Fragment źródłowy >>
========

24 czerwca 2016

249: Gdzie jest Dory (2016) - reż. Andrew Stanton

Reżyser: Andrew Stanton   
Tytuł: Gdzie jest Dory? (Finding Dory)
Rok: 2016

No więc w końcu doszło do tego, że możemy jeszcze raz obejrzeć film o błazenkach, a wlaściciele sklepow z rybkami będą szturmowani przez ludzi i ich dzieci pragnących kupić „Dory” albo „Nemo”. A ponieważ, jak pewnie wiecie, lubię filmy animowane bardziej niż aktorskie i praktycznie wychowałam się na klasykach Disneya, postanowiłam Wam dziś przybliżyć drugą odsłonę historii z rafy koralowej.

========

Wpisy danych
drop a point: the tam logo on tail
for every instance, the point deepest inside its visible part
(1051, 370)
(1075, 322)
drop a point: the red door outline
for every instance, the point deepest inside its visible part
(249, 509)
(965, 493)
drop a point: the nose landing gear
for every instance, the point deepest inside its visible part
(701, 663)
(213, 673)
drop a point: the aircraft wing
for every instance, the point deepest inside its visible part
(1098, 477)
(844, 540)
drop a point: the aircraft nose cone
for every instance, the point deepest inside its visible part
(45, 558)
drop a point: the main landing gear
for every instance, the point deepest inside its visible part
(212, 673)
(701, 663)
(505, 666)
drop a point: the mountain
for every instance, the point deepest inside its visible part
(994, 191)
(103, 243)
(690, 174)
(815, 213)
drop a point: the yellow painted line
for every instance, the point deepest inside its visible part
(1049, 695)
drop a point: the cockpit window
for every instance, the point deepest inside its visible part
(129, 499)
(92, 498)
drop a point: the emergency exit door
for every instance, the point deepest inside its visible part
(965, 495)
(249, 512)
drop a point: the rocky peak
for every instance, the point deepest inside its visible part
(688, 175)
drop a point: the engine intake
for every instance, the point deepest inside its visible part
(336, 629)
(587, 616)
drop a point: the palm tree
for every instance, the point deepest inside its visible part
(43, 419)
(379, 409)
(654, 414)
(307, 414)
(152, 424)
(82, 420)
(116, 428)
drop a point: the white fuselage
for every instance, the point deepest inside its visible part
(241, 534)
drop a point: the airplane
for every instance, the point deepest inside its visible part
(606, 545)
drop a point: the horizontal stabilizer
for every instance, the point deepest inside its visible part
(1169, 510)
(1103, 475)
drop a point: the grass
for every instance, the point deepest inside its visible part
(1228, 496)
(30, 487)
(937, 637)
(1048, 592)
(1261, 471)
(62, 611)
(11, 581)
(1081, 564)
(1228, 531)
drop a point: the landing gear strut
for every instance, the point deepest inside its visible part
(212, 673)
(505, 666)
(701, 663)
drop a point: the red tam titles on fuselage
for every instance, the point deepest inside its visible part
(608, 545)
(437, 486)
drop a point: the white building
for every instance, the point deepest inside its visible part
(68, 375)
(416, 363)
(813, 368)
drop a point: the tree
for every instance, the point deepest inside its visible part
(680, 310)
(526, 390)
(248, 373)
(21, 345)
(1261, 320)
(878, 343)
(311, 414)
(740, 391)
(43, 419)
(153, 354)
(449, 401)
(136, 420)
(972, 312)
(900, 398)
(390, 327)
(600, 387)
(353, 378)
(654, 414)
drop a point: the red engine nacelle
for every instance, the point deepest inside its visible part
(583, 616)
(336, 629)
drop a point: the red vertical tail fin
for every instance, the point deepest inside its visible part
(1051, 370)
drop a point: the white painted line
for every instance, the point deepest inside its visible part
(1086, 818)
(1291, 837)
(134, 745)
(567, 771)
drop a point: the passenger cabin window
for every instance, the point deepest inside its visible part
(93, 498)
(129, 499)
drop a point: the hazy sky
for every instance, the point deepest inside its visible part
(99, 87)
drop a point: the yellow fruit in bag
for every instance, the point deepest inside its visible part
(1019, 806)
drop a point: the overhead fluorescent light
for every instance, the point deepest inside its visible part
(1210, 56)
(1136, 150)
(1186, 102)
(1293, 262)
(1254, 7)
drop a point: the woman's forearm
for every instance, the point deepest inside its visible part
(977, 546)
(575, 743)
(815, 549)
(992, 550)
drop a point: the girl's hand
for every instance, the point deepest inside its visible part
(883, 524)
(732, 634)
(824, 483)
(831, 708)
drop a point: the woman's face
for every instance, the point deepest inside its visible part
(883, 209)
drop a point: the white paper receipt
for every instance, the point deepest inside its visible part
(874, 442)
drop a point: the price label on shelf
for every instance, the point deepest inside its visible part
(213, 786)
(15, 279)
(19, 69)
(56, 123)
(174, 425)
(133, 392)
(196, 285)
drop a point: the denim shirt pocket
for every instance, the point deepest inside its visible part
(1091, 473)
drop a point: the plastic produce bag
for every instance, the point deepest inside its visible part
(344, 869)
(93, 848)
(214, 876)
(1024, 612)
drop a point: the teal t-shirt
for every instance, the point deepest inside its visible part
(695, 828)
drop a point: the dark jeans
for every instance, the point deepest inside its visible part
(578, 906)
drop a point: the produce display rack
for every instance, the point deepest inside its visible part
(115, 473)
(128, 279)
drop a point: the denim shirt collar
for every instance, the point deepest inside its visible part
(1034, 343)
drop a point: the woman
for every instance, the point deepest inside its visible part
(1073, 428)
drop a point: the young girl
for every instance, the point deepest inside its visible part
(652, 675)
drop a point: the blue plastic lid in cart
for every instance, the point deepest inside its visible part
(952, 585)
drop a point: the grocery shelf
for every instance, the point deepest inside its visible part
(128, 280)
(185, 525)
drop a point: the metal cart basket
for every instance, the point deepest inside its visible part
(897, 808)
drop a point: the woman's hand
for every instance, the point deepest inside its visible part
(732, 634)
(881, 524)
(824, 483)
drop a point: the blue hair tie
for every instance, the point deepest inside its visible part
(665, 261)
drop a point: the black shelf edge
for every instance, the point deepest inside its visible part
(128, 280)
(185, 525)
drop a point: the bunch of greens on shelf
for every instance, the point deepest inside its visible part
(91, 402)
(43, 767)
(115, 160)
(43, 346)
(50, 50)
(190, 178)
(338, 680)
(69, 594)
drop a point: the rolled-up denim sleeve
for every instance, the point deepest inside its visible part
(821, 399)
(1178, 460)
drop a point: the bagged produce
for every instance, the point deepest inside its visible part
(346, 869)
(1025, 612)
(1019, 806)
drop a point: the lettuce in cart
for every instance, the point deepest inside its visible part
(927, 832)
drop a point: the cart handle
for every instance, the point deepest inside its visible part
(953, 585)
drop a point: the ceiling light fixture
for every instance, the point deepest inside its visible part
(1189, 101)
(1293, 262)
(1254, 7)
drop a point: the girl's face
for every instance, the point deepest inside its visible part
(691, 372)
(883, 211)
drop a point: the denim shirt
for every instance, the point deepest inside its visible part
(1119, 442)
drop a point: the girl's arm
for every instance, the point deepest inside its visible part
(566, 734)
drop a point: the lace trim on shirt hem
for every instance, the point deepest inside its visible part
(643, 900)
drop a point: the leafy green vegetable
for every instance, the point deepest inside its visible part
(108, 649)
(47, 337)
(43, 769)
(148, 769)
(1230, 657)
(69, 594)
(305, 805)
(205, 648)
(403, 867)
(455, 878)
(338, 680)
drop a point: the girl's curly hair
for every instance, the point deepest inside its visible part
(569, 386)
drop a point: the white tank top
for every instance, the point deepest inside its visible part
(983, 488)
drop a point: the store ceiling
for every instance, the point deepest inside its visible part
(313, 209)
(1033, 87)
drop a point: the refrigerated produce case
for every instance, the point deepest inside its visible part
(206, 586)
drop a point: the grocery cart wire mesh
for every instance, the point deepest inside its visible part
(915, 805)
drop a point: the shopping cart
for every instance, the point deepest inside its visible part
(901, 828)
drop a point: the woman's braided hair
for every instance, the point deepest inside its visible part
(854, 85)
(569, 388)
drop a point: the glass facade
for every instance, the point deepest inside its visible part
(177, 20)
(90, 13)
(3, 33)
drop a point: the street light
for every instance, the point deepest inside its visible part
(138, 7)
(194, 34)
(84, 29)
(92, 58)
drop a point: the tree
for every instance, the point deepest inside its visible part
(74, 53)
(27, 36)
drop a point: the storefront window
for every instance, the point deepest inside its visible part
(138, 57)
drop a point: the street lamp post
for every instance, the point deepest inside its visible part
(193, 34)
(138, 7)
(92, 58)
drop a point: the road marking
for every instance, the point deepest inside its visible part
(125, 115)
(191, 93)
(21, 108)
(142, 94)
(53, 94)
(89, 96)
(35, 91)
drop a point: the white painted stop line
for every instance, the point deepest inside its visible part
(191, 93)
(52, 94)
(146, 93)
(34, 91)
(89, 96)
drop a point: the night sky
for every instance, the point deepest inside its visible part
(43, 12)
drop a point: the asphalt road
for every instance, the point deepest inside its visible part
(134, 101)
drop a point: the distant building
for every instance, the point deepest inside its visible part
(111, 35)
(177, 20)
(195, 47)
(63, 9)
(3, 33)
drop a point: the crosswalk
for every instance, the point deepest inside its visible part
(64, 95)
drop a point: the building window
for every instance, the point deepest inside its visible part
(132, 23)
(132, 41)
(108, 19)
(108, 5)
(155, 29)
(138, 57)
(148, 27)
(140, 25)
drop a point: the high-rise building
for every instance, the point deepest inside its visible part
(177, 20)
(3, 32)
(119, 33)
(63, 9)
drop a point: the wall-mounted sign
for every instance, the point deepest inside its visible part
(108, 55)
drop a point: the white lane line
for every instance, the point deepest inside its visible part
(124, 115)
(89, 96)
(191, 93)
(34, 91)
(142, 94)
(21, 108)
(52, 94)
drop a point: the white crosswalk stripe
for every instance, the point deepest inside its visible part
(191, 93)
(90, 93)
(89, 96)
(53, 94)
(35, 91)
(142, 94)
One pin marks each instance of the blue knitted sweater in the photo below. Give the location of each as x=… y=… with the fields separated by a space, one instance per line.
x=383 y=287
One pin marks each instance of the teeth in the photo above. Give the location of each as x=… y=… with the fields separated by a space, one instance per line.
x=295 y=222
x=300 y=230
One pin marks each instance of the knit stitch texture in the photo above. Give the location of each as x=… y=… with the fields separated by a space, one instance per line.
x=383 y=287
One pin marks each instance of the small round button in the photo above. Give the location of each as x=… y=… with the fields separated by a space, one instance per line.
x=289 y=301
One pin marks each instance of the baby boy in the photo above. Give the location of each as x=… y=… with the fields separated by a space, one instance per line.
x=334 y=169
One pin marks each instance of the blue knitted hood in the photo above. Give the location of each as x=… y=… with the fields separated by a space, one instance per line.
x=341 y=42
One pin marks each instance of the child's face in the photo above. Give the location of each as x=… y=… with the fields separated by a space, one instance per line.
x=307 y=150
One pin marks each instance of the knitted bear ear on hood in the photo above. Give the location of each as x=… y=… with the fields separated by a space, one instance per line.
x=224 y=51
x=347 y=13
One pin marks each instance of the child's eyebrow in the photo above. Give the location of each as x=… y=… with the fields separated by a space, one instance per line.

========

Polecenie >> Kontynuuj recenzję filmu „Gdzie jest Dory?”, zaczynając po jej ostatnim zdaniu.

Odpowiedź >>
Fabula zaczyna się raczej depresyjnie. Podążamy za Dory, najpierw będącej dzieckiem, a w trakcie podróży dorastającej. Mala rybka od dzieciństwa miała pod górę, bo cierpiała na zaniki pamięci (aha, obczajcie koniecznie ten filmik, dotyczący Dory i jej niepamiętania rzeczy). Możemy zobaczyć nie tylko, jak mała rybka walczyła ze swoją chorobą, ale też jak jej rodzice ją w tym wspomagali i jak niełatwe było to dla nich zadanie. Potem zaś możemy zobaczyć jak wyglądala wędrówka Dory przez ocean i jak traktowały ją różne stworzenia. A potem nasza niebieska przyjaciółka wpadła na błazenka...
Dalsza część fabuły podążała za losami Dory po zakończeniu pierwszego filmu, gdy wszyscy byli już bezpiecznie w domu... No, prawie wszyscy. Dory postanowiła odnaleźć swój dom i rodzinę - trudne zadanie, zwłaszcza, że nie pamiętała rodziców.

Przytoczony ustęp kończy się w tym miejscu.